[Start of RECORD LIST]
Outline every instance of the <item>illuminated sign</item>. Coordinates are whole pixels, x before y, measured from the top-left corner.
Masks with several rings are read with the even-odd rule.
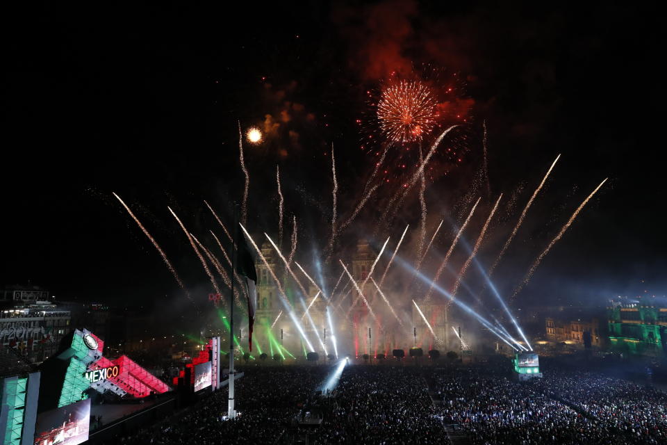
[[[115,364],[108,368],[102,368],[94,371],[88,371],[85,373],[85,378],[91,383],[105,380],[110,377],[117,377],[120,373],[120,368]]]
[[[88,349],[97,349],[97,340],[90,334],[83,336],[83,343],[88,347]]]

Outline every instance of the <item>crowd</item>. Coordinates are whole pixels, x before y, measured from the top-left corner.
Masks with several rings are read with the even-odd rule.
[[[420,369],[347,366],[313,444],[447,443]]]
[[[330,366],[254,368],[227,392],[114,444],[447,444],[447,428],[479,445],[667,443],[667,396],[602,374],[550,369],[520,382],[509,366],[347,366],[324,397]],[[306,412],[320,424],[299,422]],[[306,415],[307,416],[307,415]]]
[[[667,397],[627,380],[553,370],[519,382],[472,368],[440,375],[438,387],[443,421],[475,444],[667,442]]]

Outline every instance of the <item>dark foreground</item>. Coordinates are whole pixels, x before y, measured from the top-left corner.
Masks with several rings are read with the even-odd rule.
[[[667,443],[667,396],[598,373],[554,369],[520,383],[502,364],[347,366],[329,397],[316,395],[331,371],[247,369],[237,383],[237,420],[222,419],[225,390],[112,442],[428,444],[462,431],[458,440],[472,444]]]

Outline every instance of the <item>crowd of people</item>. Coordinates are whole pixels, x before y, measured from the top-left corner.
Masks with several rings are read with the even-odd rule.
[[[237,382],[237,419],[224,419],[223,389],[114,443],[447,444],[452,428],[479,445],[667,443],[664,393],[559,369],[518,382],[507,365],[347,366],[321,396],[331,366],[251,368]]]

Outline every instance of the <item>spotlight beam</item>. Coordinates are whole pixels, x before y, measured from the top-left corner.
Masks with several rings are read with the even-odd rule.
[[[424,315],[424,312],[422,312],[422,309],[419,309],[419,306],[417,305],[417,303],[415,302],[414,300],[412,300],[412,304],[415,305],[415,307],[417,308],[417,312],[418,312],[419,314],[422,316],[424,323],[426,323],[426,325],[429,327],[429,330],[431,331],[431,334],[433,334],[433,338],[437,340],[438,336],[436,336],[435,332],[434,332],[433,327],[431,327],[431,323],[429,323],[429,321],[426,319],[426,316]]]

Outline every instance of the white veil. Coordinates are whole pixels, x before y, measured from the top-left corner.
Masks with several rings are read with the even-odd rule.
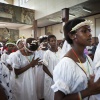
[[[64,41],[62,50],[61,50],[61,58],[64,57],[64,55],[71,49],[70,44],[67,43],[67,41]]]

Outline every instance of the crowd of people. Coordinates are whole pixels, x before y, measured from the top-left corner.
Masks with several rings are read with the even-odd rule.
[[[55,35],[1,45],[0,100],[100,100],[100,35],[92,22],[76,18]]]

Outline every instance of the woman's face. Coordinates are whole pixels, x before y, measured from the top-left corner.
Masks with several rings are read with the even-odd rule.
[[[76,42],[80,45],[90,46],[91,45],[91,29],[90,26],[85,25],[76,31]]]
[[[17,46],[19,49],[23,48],[24,47],[23,41],[20,41]]]
[[[57,40],[56,38],[50,38],[49,44],[51,47],[56,47],[57,46]]]

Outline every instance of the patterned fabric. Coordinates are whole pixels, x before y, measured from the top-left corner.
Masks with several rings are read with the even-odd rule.
[[[11,72],[8,70],[7,66],[0,62],[0,84],[3,86],[8,100],[12,100],[10,74]]]

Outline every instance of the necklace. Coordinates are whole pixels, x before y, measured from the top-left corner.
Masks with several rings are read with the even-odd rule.
[[[76,54],[76,52],[72,49],[72,51],[73,51],[73,53],[74,53],[74,55],[76,56],[76,58],[78,59],[78,61],[79,61],[79,63],[81,64],[81,66],[79,66],[79,64],[77,64],[76,62],[76,64],[84,71],[84,73],[86,74],[86,76],[87,76],[87,79],[89,80],[89,75],[90,75],[90,70],[89,70],[89,64],[90,64],[90,62],[89,62],[89,60],[88,60],[88,62],[87,62],[87,71],[86,71],[86,68],[84,67],[84,65],[82,64],[82,62],[81,62],[81,60],[79,59],[79,57],[78,57],[78,55]],[[87,58],[87,57],[86,57]],[[87,58],[88,59],[88,58]]]

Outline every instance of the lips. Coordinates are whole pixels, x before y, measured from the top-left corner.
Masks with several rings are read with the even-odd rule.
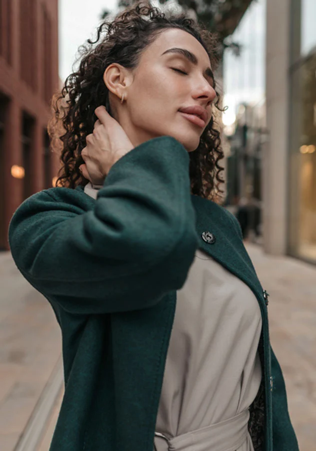
[[[179,111],[182,113],[186,113],[188,114],[193,114],[200,118],[204,122],[204,124],[206,123],[208,119],[208,115],[205,108],[202,108],[199,105],[194,105],[190,106],[180,108]]]

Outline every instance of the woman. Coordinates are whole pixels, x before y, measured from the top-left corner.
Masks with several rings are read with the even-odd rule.
[[[58,187],[9,231],[62,334],[50,450],[297,451],[268,294],[212,200],[214,43],[148,5],[105,25],[55,106]]]

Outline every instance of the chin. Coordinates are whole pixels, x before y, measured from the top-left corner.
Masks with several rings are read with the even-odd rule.
[[[190,137],[190,138],[184,139],[182,135],[182,136],[178,138],[177,138],[176,136],[174,136],[174,137],[181,143],[184,149],[186,149],[188,152],[194,152],[194,151],[198,147],[198,144],[200,144],[199,136]]]

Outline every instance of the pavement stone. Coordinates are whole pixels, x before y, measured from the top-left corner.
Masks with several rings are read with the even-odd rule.
[[[300,451],[314,451],[316,266],[246,245],[270,294],[271,342]],[[60,355],[61,340],[50,306],[23,278],[9,253],[0,253],[0,449],[14,451]],[[62,396],[62,392],[34,451],[48,451]]]
[[[48,302],[0,253],[0,449],[14,451],[60,356]]]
[End of RECORD LIST]
- **WRITTEN TASK**: Copy out, unchanged, the stretch of the data that begins with the line containing "Outline every instance of the crowd" and ends with the line containing "[[[55,35],[1,45],[0,100],[100,100],[100,35],[92,22],[76,18]]]", including both of those lines.

- **SOLUTION**:
Outline every instance of the crowd of people. Coordinates are whole pixels, x before y, measured from the top-left corner.
Masks with several rings are read with the even-odd rule.
[[[55,35],[1,45],[0,100],[100,100],[100,35],[92,22],[76,18]]]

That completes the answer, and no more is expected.